DATA FOR THIS EXERCISE:
⟨

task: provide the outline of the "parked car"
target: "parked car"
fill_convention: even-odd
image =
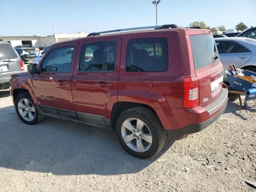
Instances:
[[[256,27],[252,27],[236,36],[238,37],[248,37],[256,39]]]
[[[177,140],[204,129],[227,102],[212,35],[175,24],[154,28],[53,45],[38,66],[12,76],[18,116],[30,124],[47,116],[112,128],[140,158],[161,150],[166,132]]]
[[[228,36],[226,36],[226,35],[225,35],[222,34],[218,34],[213,35],[214,38],[220,38],[222,37],[228,37]]]
[[[17,48],[34,48],[33,46],[31,45],[18,45],[18,46],[15,46],[14,49]]]
[[[19,55],[9,42],[0,41],[0,89],[9,88],[11,75],[24,70]]]
[[[24,63],[32,63],[35,59],[40,57],[41,54],[36,49],[32,48],[17,48],[18,52]]]
[[[233,37],[214,39],[224,70],[230,65],[256,72],[256,40]],[[224,81],[228,82],[224,73]]]
[[[48,47],[46,47],[45,50],[44,50],[44,51],[42,52],[41,54],[42,55],[43,55],[44,54],[45,54],[45,53],[46,52],[46,51],[47,51],[47,50],[48,50],[50,47],[51,47],[50,46],[49,46]]]

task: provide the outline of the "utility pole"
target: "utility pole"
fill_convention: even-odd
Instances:
[[[54,35],[54,30],[53,29],[53,25],[52,25],[52,32],[53,32],[53,34]]]
[[[160,0],[158,0],[158,1],[155,0],[152,2],[152,3],[154,5],[156,5],[156,25],[157,25],[157,5],[159,4],[160,1]]]

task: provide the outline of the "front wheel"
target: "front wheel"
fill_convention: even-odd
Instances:
[[[44,116],[39,114],[28,93],[19,95],[15,100],[15,110],[20,120],[26,124],[32,125],[42,120]]]
[[[166,133],[156,115],[142,107],[123,112],[116,122],[117,137],[123,148],[136,157],[146,158],[162,149]]]

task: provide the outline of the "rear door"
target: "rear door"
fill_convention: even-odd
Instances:
[[[252,52],[249,50],[236,42],[216,40],[216,42],[224,70],[227,69],[230,64],[234,64],[239,68],[248,62],[252,57]],[[226,73],[224,78],[225,81],[227,80]]]
[[[190,36],[196,76],[199,80],[199,105],[210,104],[220,94],[223,68],[211,34]]]
[[[80,120],[110,126],[117,102],[122,41],[108,38],[79,42],[72,94]]]

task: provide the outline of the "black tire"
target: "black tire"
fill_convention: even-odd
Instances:
[[[234,90],[230,85],[228,86],[228,90]],[[228,94],[228,98],[231,101],[235,101],[239,98],[239,95],[236,93],[229,93]]]
[[[256,67],[245,67],[244,68],[244,70],[248,70],[248,71],[251,71],[252,72],[256,73]]]
[[[41,122],[45,119],[44,116],[40,114],[38,111],[36,110],[36,108],[34,108],[34,119],[31,121],[28,121],[24,119],[21,116],[18,109],[18,104],[19,102],[22,99],[27,99],[30,102],[32,106],[34,106],[34,108],[35,107],[35,104],[33,102],[33,100],[32,100],[32,99],[31,99],[31,97],[30,97],[28,93],[25,92],[20,94],[17,97],[14,102],[14,106],[15,107],[16,113],[18,114],[19,118],[22,121],[26,124],[28,124],[29,125],[33,125]]]
[[[138,119],[144,122],[152,135],[151,146],[145,152],[138,152],[133,150],[126,144],[123,138],[121,131],[123,123],[126,120],[132,118]],[[146,108],[134,107],[124,111],[118,117],[116,127],[117,137],[123,148],[128,153],[138,158],[145,159],[155,155],[161,150],[165,142],[166,133],[160,120],[155,113]],[[135,140],[136,141],[136,139]]]
[[[230,100],[234,101],[239,98],[239,95],[236,93],[230,93],[228,94],[228,98]]]

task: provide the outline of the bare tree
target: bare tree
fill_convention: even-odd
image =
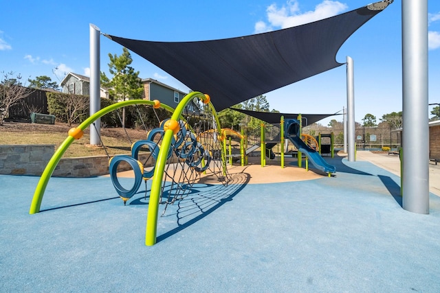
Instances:
[[[34,91],[21,84],[21,75],[13,78],[14,72],[1,72],[2,80],[0,81],[0,126],[2,126],[5,118],[9,114],[9,109],[22,99],[28,97]]]

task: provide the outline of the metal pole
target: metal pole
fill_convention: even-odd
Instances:
[[[90,116],[99,111],[101,108],[99,36],[99,27],[90,23]],[[90,127],[90,144],[100,145],[101,119],[97,119],[94,124],[95,127]]]
[[[346,154],[346,111],[345,107],[342,108],[342,121],[344,124],[344,154]]]
[[[355,87],[353,59],[346,56],[346,112],[347,112],[347,142],[349,146],[349,161],[353,162],[355,158]]]
[[[402,0],[403,208],[429,213],[428,0]]]

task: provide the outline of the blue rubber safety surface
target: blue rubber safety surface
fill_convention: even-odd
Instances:
[[[329,163],[336,177],[196,185],[151,247],[143,185],[124,207],[109,177],[52,178],[29,215],[39,178],[0,176],[0,292],[440,292],[440,198],[410,213],[397,176]]]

⟩

PROBLEM DESCRIPTION:
Starting at the line with "task: provide the outline of the metal pole", copy every line up to and including the last one in the entries above.

ANSWER TO THIS TASK:
task: provide the outline of the metal pole
target: metal pole
fill_convention: even-odd
Instances:
[[[90,116],[99,111],[101,108],[99,36],[99,27],[90,23]],[[90,127],[90,144],[100,145],[101,119],[97,119],[94,124],[95,127]]]
[[[346,154],[346,111],[345,107],[342,108],[342,121],[344,124],[344,154]]]
[[[355,87],[353,59],[346,56],[346,112],[347,112],[347,142],[349,146],[349,161],[353,162],[355,158]]]
[[[402,0],[403,208],[429,213],[428,0]]]

task: provide the outline of the blue rubber safety surface
target: blue rubber safety surface
fill_convention: even-odd
Instances:
[[[329,163],[336,177],[196,185],[151,247],[143,185],[124,207],[109,177],[52,178],[29,215],[39,178],[0,176],[0,292],[440,292],[440,198],[410,213],[397,176]]]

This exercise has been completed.